--- BEGIN ---

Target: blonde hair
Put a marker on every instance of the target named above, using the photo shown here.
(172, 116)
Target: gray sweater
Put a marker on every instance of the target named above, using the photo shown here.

--- END ---

Give the records above as a numbered list, one line per item, with blank lines left out.

| Written response |
1. Target: blonde hair
2. Put a marker on every instance of the target named above, using the photo shown here.
3. (172, 116)
4. Target: gray sweater
5. Put a marker on every instance of the target named above, using the photo shown here.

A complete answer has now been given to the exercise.